ASSIGNED TASK: Every line of the material has to be retyped exactly.

EXTRACTED ENTRIES:
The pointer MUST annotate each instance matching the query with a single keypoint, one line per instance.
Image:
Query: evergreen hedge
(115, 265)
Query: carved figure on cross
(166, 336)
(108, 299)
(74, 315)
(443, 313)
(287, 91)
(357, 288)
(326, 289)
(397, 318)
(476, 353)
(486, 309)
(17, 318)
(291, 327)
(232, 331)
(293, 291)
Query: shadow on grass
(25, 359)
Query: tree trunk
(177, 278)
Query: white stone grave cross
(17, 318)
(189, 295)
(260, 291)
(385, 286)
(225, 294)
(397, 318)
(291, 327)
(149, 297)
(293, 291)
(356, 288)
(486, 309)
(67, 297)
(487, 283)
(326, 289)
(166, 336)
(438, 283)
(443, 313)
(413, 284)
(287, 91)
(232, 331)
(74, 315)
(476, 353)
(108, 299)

SOLUTION TO THIS PROBLEM:
The pointer MUST annotate each instance matching the query with a single keypoint, one line per instance.
Image:
Query: evergreen hedge
(115, 265)
Query: carved figure on cross
(166, 336)
(108, 299)
(74, 315)
(443, 313)
(287, 91)
(357, 288)
(326, 289)
(397, 318)
(476, 353)
(486, 309)
(17, 318)
(291, 327)
(232, 331)
(293, 291)
Query: shadow on grass
(25, 359)
Query: tree trunk
(177, 278)
Query: white stone grave cross
(17, 318)
(189, 295)
(260, 291)
(385, 286)
(225, 294)
(397, 318)
(291, 327)
(149, 297)
(293, 291)
(356, 288)
(486, 309)
(67, 297)
(487, 283)
(326, 289)
(166, 336)
(438, 283)
(443, 313)
(413, 284)
(287, 91)
(232, 331)
(74, 315)
(476, 353)
(108, 299)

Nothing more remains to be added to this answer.